* **Task statement**
Return word for word every line from the start of the records through the line holding "box: [55, 191, 159, 246]", both ends included. Leave out the pictures.
The data: Begin
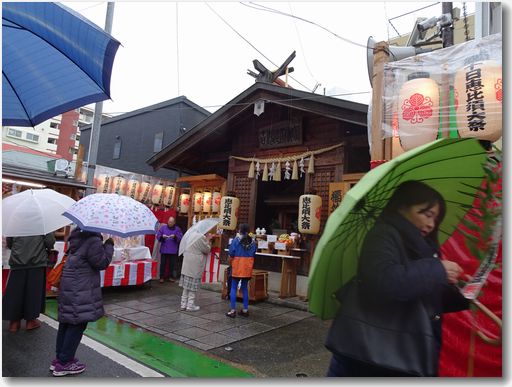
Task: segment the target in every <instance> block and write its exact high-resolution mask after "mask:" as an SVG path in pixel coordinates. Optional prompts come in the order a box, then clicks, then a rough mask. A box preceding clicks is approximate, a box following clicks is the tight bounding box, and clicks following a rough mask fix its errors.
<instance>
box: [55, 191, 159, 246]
mask: <svg viewBox="0 0 512 387" xmlns="http://www.w3.org/2000/svg"><path fill="white" fill-rule="evenodd" d="M62 215H64V216H65V217H67V218H69V219H71V220H72V221H73V222H74V223H76V224H77V225H78V227H80V228H81V229H82V230H86V231H96V232H101V233H105V234H111V235H117V236H120V237H123V238H126V237H129V236H132V235H141V234H155V233H156V226H157V223H158V220H157V218H156V217H155V215H154V214H153V213H152V212H151V210H150V209H149V208H148V207H147V206H146V205H145V204H142V203H140V202H138V201H136V200H134V199H132V198H130V197H128V196H121V195H118V194H103V193H96V194H92V195H89V196H86V197H84V198H83V199H80V200H79V201H78V202H76V203H75V204H73V205H72V206H71V207H70V208H68V209H67V210H66V211H65V212H64V213H63V214H62Z"/></svg>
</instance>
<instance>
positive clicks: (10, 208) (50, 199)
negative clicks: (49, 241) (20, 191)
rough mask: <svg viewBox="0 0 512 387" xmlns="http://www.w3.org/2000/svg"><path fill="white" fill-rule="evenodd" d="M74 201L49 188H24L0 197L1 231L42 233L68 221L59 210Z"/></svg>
mask: <svg viewBox="0 0 512 387" xmlns="http://www.w3.org/2000/svg"><path fill="white" fill-rule="evenodd" d="M75 203H76V202H75V201H74V200H73V199H71V198H70V197H69V196H66V195H63V194H61V193H59V192H57V191H54V190H52V189H48V188H45V189H28V190H26V191H23V192H20V193H17V194H14V195H12V196H9V197H7V198H5V199H3V200H2V235H4V236H30V235H45V234H48V233H50V232H52V231H55V230H58V229H59V228H61V227H64V226H67V225H68V224H71V220H69V219H68V218H66V217H64V216H62V213H63V212H64V211H65V210H67V209H68V208H69V207H71V206H72V205H73V204H75Z"/></svg>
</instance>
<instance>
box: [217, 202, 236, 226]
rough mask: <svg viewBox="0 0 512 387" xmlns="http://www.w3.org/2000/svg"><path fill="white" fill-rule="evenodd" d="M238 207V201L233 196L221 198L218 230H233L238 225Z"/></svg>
mask: <svg viewBox="0 0 512 387" xmlns="http://www.w3.org/2000/svg"><path fill="white" fill-rule="evenodd" d="M239 207H240V199H238V198H237V197H235V196H234V195H233V194H228V195H227V196H223V197H222V199H221V201H220V218H221V222H220V224H219V226H218V227H219V228H221V229H223V230H234V229H236V225H237V223H238V208H239Z"/></svg>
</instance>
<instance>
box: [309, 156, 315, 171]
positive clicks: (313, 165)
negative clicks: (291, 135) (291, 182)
mask: <svg viewBox="0 0 512 387" xmlns="http://www.w3.org/2000/svg"><path fill="white" fill-rule="evenodd" d="M308 173H315V156H313V155H311V156H310V157H309V164H308Z"/></svg>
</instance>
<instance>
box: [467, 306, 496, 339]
mask: <svg viewBox="0 0 512 387" xmlns="http://www.w3.org/2000/svg"><path fill="white" fill-rule="evenodd" d="M471 302H472V303H473V305H475V306H476V307H477V308H478V309H480V311H481V312H482V313H483V314H484V315H486V316H487V317H489V318H490V319H491V320H492V321H493V322H494V323H495V324H496V325H497V326H498V327H499V330H500V333H499V335H498V337H496V338H492V337H489V336H487V335H486V334H484V333H483V332H482V331H480V330H478V331H476V334H477V335H478V337H480V339H482V341H484V342H485V343H487V344H490V345H495V346H498V345H500V344H501V338H502V321H501V319H500V318H499V317H498V316H496V315H495V314H494V313H493V312H491V310H490V309H489V308H487V307H486V306H485V305H484V304H482V303H481V302H480V301H477V300H471Z"/></svg>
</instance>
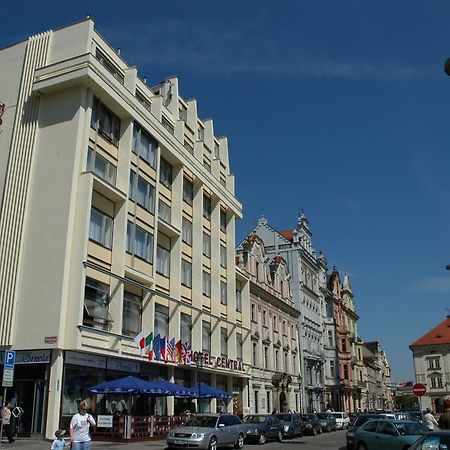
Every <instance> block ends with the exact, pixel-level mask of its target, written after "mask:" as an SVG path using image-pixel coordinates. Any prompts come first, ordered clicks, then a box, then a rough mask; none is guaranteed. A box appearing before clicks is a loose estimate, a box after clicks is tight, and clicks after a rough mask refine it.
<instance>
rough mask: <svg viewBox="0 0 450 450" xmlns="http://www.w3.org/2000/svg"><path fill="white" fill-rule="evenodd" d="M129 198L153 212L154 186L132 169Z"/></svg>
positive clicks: (140, 205)
mask: <svg viewBox="0 0 450 450" xmlns="http://www.w3.org/2000/svg"><path fill="white" fill-rule="evenodd" d="M130 199H131V200H133V201H135V202H136V203H137V204H138V205H139V206H142V207H143V208H144V209H145V210H147V211H149V212H151V213H154V212H155V188H154V187H153V186H152V185H151V184H150V183H149V182H148V181H146V180H145V179H144V178H142V177H141V176H140V175H137V174H136V173H135V172H133V171H132V170H131V171H130Z"/></svg>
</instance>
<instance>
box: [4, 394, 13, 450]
mask: <svg viewBox="0 0 450 450" xmlns="http://www.w3.org/2000/svg"><path fill="white" fill-rule="evenodd" d="M1 415H2V426H3V431H4V433H5V434H6V436H7V438H8V442H9V443H10V444H11V443H12V442H14V438H13V437H12V431H11V402H5V404H4V406H3V408H2V414H1Z"/></svg>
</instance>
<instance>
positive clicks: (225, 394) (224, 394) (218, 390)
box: [183, 384, 233, 398]
mask: <svg viewBox="0 0 450 450" xmlns="http://www.w3.org/2000/svg"><path fill="white" fill-rule="evenodd" d="M189 392H190V395H185V396H183V397H193V398H198V397H199V387H198V386H193V387H191V388H189ZM200 396H201V398H231V397H233V395H232V394H231V393H230V392H225V391H221V390H220V389H217V388H213V387H212V386H208V385H207V384H202V385H201V387H200Z"/></svg>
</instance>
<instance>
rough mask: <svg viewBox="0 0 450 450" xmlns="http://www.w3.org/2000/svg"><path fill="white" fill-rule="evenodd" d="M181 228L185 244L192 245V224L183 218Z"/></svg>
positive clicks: (182, 236) (186, 219)
mask: <svg viewBox="0 0 450 450" xmlns="http://www.w3.org/2000/svg"><path fill="white" fill-rule="evenodd" d="M181 228H182V230H181V239H182V240H183V242H184V243H186V244H188V245H192V222H191V221H190V220H189V219H187V218H186V217H183V219H182V227H181Z"/></svg>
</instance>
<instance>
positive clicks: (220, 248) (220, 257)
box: [220, 245, 227, 268]
mask: <svg viewBox="0 0 450 450" xmlns="http://www.w3.org/2000/svg"><path fill="white" fill-rule="evenodd" d="M220 265H221V266H222V267H225V268H226V267H227V248H226V247H225V246H224V245H221V246H220Z"/></svg>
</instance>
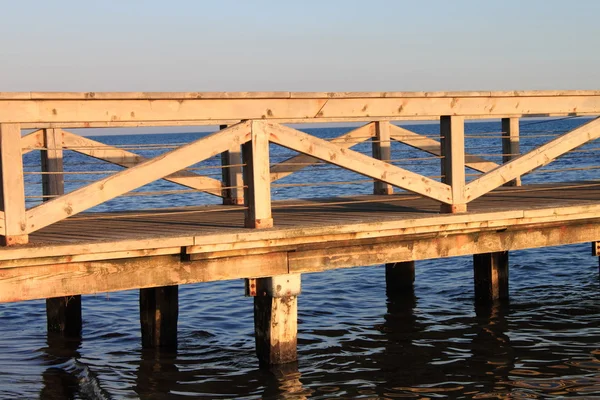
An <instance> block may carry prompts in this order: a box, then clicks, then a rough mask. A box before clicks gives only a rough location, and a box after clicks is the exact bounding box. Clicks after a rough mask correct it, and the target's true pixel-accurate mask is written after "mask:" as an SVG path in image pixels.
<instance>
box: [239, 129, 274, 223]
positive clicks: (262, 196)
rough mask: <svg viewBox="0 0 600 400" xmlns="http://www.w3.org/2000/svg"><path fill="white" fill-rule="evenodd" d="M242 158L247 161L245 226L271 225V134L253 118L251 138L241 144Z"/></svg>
mask: <svg viewBox="0 0 600 400" xmlns="http://www.w3.org/2000/svg"><path fill="white" fill-rule="evenodd" d="M242 158H243V161H244V164H245V166H244V183H245V188H244V200H245V201H244V204H245V206H246V210H245V211H244V213H245V217H244V226H245V227H246V228H256V229H262V228H272V227H273V217H272V214H271V170H270V165H269V135H268V134H267V132H265V131H264V129H262V125H260V124H258V123H257V122H256V121H252V132H251V139H250V141H249V142H246V143H244V144H243V145H242Z"/></svg>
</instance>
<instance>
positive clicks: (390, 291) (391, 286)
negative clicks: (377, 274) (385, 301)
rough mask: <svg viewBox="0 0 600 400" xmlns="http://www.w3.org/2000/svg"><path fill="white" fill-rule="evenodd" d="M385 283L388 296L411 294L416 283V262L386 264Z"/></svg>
mask: <svg viewBox="0 0 600 400" xmlns="http://www.w3.org/2000/svg"><path fill="white" fill-rule="evenodd" d="M385 283H386V291H387V293H388V295H393V294H398V293H401V292H406V291H408V292H411V293H412V290H413V286H414V283H415V262H414V261H405V262H397V263H388V264H385Z"/></svg>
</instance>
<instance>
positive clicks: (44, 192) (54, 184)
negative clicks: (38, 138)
mask: <svg viewBox="0 0 600 400" xmlns="http://www.w3.org/2000/svg"><path fill="white" fill-rule="evenodd" d="M40 155H41V164H42V192H43V194H44V200H50V199H51V197H50V196H52V197H54V196H60V195H63V194H65V179H64V175H63V172H64V170H63V149H62V131H61V130H60V129H44V149H43V150H42V151H41V152H40Z"/></svg>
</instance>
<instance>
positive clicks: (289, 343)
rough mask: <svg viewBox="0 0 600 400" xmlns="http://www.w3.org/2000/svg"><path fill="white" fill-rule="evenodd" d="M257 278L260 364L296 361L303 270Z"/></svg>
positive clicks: (256, 314) (256, 283)
mask: <svg viewBox="0 0 600 400" xmlns="http://www.w3.org/2000/svg"><path fill="white" fill-rule="evenodd" d="M250 281H254V280H250ZM255 282H256V293H255V297H254V334H255V340H256V355H257V356H258V360H259V362H260V364H261V365H274V364H285V363H289V362H294V361H296V360H297V359H298V355H297V336H298V295H299V294H300V291H301V284H300V274H289V275H279V276H274V277H270V278H260V279H256V280H255Z"/></svg>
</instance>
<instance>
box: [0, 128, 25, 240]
mask: <svg viewBox="0 0 600 400" xmlns="http://www.w3.org/2000/svg"><path fill="white" fill-rule="evenodd" d="M0 211H2V212H3V213H4V230H3V231H2V232H0V234H1V235H2V236H0V244H1V245H4V246H12V245H18V244H25V243H27V242H28V241H29V238H28V236H27V233H28V232H27V226H26V212H25V181H24V178H23V155H22V153H21V128H20V126H19V124H2V123H0Z"/></svg>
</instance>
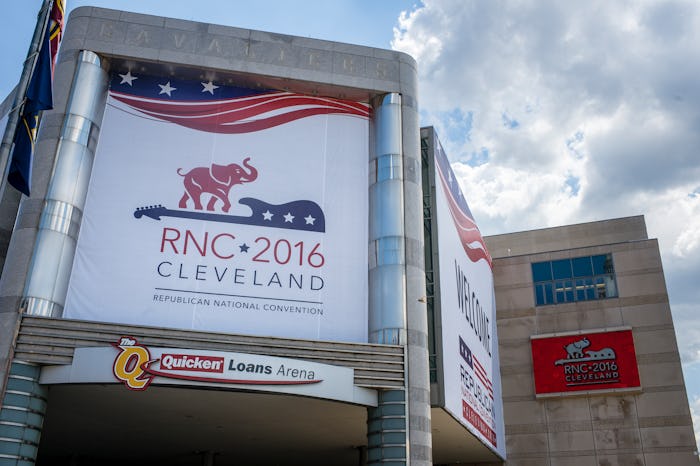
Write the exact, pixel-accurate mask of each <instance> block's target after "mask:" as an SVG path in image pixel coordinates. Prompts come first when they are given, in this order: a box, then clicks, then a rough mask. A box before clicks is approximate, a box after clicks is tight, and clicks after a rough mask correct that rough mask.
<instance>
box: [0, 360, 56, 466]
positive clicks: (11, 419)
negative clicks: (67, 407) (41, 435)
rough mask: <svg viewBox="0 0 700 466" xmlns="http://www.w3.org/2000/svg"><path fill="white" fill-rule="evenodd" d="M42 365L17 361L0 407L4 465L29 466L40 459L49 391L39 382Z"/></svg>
mask: <svg viewBox="0 0 700 466" xmlns="http://www.w3.org/2000/svg"><path fill="white" fill-rule="evenodd" d="M39 371H40V368H39V366H37V365H35V364H29V363H24V362H19V361H14V362H13V363H12V366H11V368H10V373H9V376H8V379H7V389H6V390H5V397H4V399H3V403H2V409H1V410H0V465H2V466H10V465H12V466H20V465H21V466H29V465H33V464H34V462H35V461H36V456H37V451H38V449H39V438H40V437H41V427H42V424H43V422H44V414H45V413H46V397H47V394H48V393H47V390H46V388H45V387H44V386H42V385H39V383H37V380H38V379H39Z"/></svg>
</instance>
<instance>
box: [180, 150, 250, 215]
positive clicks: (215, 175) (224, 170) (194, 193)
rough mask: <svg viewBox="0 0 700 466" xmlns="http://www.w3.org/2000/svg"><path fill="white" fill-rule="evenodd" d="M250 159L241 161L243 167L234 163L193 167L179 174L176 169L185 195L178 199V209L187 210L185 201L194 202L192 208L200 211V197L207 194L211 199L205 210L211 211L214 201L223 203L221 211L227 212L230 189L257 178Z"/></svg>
mask: <svg viewBox="0 0 700 466" xmlns="http://www.w3.org/2000/svg"><path fill="white" fill-rule="evenodd" d="M249 161H250V157H248V158H246V159H245V160H244V161H243V166H244V167H245V168H244V167H241V166H240V165H238V164H236V163H231V164H228V165H218V164H212V165H211V167H195V168H193V169H192V170H190V171H188V172H187V173H181V172H180V170H182V169H181V168H178V169H177V174H178V175H180V176H182V177H184V179H183V184H184V185H185V193H184V194H183V195H182V198H181V199H180V204H179V206H180V208H181V209H186V208H187V201H188V200H189V199H192V201H194V208H195V209H196V210H202V195H203V194H209V195H210V196H211V198H210V199H209V203H208V204H207V210H209V211H213V210H214V205H215V204H216V201H217V200H219V201H221V202H222V203H223V206H222V209H221V210H223V211H224V212H228V211H229V209H231V201H230V200H229V198H228V193H229V191H230V190H231V187H232V186H233V185H236V184H243V183H250V182H251V181H255V179H256V178H257V177H258V171H257V170H256V169H255V167H253V166H252V165H250V164H249V163H248V162H249Z"/></svg>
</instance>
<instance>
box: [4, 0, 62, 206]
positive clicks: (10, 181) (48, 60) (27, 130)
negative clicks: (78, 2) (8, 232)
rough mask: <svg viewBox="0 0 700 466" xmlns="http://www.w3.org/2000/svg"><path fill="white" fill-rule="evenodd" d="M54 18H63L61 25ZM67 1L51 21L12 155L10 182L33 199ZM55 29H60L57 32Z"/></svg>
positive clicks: (19, 128)
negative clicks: (58, 48)
mask: <svg viewBox="0 0 700 466" xmlns="http://www.w3.org/2000/svg"><path fill="white" fill-rule="evenodd" d="M54 16H56V17H57V18H58V17H60V19H61V20H60V22H59V21H56V20H55V18H54ZM62 18H63V1H62V0H57V1H56V2H55V3H54V7H53V9H52V12H51V16H50V18H49V31H48V32H47V33H44V39H43V40H42V43H41V50H40V51H39V56H38V57H37V61H36V64H35V66H34V73H33V74H32V79H31V81H30V82H29V87H27V93H26V95H25V101H24V108H23V109H22V117H21V118H20V120H19V124H18V125H17V129H16V130H15V140H14V143H15V147H14V151H13V152H12V160H11V161H10V169H9V172H8V174H7V181H8V182H9V183H10V184H11V185H12V186H14V187H15V188H16V189H17V190H18V191H20V192H22V193H24V194H26V195H27V196H29V191H30V189H31V180H32V154H33V153H34V142H35V141H36V132H37V129H38V126H39V117H40V113H41V111H42V110H48V109H52V108H53V90H52V79H53V64H54V60H55V56H56V54H55V48H56V47H57V46H58V41H60V37H61V31H62V27H63V22H62ZM53 29H57V32H56V33H54V31H53Z"/></svg>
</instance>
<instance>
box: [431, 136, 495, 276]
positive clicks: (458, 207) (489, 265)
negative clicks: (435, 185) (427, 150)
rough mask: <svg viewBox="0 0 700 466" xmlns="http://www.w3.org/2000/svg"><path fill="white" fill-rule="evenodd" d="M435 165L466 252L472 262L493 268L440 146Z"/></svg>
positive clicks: (461, 240)
mask: <svg viewBox="0 0 700 466" xmlns="http://www.w3.org/2000/svg"><path fill="white" fill-rule="evenodd" d="M435 165H436V167H437V170H436V171H437V172H438V178H440V185H441V186H442V191H443V193H444V194H445V197H447V204H448V207H449V209H450V216H451V217H452V220H453V221H454V224H455V228H456V229H457V234H458V235H459V239H460V242H461V243H462V247H463V248H464V252H466V253H467V256H468V257H469V259H470V260H471V261H472V262H478V261H480V260H482V259H483V260H485V261H486V262H487V263H488V264H489V267H491V268H493V264H492V261H491V254H489V251H488V249H487V248H486V243H484V239H483V238H482V237H481V232H480V231H479V227H477V226H476V223H475V222H474V216H473V215H472V213H471V210H469V206H468V205H467V201H466V199H464V195H463V194H462V190H461V188H460V187H459V183H458V182H457V179H456V178H455V175H454V172H453V171H452V167H450V162H449V161H448V160H447V156H446V155H445V152H444V151H443V150H442V147H440V146H439V145H438V147H437V150H436V151H435Z"/></svg>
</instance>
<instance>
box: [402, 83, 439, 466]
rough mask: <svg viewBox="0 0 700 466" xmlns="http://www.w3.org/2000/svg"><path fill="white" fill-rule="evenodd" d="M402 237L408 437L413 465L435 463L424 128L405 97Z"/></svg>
mask: <svg viewBox="0 0 700 466" xmlns="http://www.w3.org/2000/svg"><path fill="white" fill-rule="evenodd" d="M401 116H402V126H403V129H404V131H403V136H402V137H403V142H402V145H403V164H404V167H403V169H404V170H403V178H404V183H403V189H404V205H405V207H404V234H405V238H406V334H407V340H406V367H407V374H406V379H407V386H408V392H407V395H408V396H407V398H406V401H407V406H408V438H409V445H410V456H409V463H410V464H411V466H429V465H431V464H432V458H433V451H432V433H431V422H430V365H429V346H428V311H427V307H426V303H425V302H426V287H425V251H424V240H423V187H422V176H421V152H420V127H419V121H418V108H417V104H416V102H415V100H412V99H410V98H409V97H407V96H404V98H403V101H402V106H401Z"/></svg>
The data: End
* **Answer box**
Task: segment the target in every <instance> block and write its exact high-resolution mask after "mask:" as an SVG path in pixel coordinates. Optional prompts come in the order a box, then clicks, then a rough mask. A box preceding clicks is approximate, a box following clicks is the tight bounding box, and clicks following a rough mask fix its errors.
<instance>
box: [55, 191, 159, 246]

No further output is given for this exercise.